-- Exercise goal --
Count the lines in the entries below that contain the string "white", with case significant, and give only the number.

[begin Records shown]

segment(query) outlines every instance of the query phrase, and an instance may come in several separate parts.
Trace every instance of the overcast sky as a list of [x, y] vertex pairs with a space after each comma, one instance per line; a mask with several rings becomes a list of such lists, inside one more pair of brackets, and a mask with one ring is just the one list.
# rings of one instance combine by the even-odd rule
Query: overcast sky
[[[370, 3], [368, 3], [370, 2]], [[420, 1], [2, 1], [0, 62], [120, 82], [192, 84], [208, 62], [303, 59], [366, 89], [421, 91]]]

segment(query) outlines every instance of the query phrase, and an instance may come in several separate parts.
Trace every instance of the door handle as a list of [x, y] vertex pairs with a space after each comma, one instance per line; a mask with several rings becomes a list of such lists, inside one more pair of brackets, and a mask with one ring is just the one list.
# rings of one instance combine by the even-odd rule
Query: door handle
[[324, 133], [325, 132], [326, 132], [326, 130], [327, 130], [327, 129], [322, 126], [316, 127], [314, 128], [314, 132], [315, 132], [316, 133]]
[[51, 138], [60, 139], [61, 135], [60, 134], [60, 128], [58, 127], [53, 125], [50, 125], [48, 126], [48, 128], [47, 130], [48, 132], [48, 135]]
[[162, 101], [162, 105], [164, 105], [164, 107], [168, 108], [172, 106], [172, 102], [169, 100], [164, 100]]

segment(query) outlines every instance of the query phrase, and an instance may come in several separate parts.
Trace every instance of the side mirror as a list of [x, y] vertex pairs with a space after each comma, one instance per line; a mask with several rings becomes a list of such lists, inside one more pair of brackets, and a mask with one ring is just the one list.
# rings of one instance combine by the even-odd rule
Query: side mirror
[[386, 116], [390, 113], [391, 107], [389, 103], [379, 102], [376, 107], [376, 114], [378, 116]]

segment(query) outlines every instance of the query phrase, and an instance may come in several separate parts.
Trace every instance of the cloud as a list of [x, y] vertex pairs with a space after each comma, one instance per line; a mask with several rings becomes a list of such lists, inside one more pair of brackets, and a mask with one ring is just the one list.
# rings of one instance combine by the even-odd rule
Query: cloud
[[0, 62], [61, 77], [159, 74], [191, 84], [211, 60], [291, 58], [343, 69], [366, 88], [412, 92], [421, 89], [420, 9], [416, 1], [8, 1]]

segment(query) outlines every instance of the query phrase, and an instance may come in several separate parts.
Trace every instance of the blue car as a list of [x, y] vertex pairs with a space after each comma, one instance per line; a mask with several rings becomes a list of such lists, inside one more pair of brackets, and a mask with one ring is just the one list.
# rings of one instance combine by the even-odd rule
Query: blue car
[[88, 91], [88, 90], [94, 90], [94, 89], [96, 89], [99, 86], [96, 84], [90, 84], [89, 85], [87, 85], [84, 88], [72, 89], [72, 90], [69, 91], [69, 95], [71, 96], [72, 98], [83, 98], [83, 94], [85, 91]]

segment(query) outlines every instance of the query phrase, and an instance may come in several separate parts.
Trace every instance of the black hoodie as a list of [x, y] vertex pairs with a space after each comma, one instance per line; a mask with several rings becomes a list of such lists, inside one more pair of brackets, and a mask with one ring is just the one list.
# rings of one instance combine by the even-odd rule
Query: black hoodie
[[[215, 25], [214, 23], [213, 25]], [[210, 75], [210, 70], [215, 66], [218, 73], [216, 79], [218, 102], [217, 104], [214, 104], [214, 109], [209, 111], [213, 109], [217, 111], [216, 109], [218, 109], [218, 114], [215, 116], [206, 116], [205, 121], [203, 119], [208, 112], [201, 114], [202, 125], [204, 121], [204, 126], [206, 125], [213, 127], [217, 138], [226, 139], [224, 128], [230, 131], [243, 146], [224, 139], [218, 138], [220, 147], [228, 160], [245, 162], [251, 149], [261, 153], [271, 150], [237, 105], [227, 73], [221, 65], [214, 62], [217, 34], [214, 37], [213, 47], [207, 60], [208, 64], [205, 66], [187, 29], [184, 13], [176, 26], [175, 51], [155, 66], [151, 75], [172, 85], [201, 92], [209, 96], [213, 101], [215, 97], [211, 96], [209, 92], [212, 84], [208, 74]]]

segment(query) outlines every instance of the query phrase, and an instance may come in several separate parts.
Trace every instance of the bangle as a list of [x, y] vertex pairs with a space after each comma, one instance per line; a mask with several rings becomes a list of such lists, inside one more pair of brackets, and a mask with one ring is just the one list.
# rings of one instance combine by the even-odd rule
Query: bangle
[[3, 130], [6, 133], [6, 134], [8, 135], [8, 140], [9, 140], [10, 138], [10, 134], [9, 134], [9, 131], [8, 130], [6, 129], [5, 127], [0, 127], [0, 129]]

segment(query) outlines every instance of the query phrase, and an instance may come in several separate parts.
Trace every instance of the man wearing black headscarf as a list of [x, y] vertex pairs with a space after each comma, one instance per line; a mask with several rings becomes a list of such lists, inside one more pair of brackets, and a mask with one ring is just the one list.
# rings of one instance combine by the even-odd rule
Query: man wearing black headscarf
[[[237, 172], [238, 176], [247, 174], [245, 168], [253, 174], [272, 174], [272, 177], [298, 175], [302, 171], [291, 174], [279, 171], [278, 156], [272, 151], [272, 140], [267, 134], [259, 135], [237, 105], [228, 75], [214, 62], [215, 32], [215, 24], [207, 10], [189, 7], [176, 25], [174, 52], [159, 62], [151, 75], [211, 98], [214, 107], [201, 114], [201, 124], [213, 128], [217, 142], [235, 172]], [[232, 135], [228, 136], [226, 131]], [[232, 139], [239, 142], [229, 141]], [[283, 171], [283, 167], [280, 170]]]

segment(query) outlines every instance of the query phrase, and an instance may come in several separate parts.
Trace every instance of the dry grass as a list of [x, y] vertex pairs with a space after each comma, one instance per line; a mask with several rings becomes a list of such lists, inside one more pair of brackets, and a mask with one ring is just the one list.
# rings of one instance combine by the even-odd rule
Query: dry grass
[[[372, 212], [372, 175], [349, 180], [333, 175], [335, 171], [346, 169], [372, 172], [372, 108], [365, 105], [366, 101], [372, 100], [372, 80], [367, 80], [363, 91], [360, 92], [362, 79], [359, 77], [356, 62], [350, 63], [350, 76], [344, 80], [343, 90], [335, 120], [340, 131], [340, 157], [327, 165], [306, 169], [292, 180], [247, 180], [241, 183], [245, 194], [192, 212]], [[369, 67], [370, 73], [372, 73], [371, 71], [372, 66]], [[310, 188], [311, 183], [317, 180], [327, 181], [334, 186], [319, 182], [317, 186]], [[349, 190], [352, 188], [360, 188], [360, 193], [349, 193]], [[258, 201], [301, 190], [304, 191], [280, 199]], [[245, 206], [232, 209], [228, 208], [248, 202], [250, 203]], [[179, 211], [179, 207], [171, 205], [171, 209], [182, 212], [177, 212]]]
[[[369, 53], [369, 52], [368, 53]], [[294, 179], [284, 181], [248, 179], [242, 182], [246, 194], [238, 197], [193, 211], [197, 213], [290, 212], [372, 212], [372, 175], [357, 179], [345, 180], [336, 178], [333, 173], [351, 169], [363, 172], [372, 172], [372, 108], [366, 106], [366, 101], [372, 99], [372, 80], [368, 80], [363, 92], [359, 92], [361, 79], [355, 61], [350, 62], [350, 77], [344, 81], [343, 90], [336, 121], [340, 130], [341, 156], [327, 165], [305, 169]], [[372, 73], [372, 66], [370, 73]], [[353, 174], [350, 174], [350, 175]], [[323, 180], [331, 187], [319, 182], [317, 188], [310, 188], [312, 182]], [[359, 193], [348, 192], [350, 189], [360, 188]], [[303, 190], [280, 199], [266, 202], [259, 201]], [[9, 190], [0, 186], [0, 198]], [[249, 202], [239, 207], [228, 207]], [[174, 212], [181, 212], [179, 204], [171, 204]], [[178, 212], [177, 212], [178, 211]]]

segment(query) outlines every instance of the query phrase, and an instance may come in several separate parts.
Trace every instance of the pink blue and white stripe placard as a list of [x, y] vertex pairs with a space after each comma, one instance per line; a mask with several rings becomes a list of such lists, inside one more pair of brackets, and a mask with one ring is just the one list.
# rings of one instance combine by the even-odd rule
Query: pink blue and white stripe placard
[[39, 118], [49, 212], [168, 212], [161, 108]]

[end Records shown]

-- Written answer --
2